◆ **Exercise description**
As you look over the data below, please find each line where the word "covered" appears, then copy it.

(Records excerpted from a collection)

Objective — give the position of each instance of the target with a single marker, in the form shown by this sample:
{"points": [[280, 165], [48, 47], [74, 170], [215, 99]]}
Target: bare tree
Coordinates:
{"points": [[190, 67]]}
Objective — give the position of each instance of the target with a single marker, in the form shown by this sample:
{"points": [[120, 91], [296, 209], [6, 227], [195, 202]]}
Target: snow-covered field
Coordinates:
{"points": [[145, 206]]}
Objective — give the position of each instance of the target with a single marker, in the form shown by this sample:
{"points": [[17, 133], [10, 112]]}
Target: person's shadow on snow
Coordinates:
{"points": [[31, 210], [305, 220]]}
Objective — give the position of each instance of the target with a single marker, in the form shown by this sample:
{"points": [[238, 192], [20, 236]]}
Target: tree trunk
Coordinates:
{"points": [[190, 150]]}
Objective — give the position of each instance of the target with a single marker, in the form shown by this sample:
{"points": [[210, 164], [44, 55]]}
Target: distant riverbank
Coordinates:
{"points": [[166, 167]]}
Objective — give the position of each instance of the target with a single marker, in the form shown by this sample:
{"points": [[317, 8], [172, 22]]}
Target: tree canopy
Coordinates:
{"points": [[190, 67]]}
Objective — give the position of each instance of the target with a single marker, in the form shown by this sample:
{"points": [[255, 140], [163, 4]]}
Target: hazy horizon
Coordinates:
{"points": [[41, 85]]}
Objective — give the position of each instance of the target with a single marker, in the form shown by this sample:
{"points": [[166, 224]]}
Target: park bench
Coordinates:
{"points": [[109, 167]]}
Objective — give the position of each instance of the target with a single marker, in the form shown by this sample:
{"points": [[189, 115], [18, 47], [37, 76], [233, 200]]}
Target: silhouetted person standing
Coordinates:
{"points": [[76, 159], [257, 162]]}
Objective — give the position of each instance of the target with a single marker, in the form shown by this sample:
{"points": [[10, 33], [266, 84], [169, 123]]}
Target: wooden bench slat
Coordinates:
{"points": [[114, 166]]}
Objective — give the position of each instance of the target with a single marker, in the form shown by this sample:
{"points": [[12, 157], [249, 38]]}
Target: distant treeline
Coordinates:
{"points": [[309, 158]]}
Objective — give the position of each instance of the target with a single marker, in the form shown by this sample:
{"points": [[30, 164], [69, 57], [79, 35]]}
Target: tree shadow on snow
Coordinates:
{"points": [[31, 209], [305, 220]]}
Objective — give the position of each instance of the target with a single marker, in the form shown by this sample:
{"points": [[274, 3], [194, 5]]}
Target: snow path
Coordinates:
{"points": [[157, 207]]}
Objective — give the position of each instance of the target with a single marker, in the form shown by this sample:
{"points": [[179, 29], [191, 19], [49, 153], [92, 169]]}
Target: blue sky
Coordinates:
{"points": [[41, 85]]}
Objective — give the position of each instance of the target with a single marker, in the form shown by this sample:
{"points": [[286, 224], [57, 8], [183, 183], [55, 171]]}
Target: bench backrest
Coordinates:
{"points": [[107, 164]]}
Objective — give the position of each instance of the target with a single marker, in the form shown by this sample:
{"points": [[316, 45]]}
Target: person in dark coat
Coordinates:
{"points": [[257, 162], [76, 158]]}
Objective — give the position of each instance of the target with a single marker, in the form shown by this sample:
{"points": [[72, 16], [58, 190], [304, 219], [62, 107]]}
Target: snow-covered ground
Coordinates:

◆ **Result below**
Target: snow-covered field
Target: snow-covered ground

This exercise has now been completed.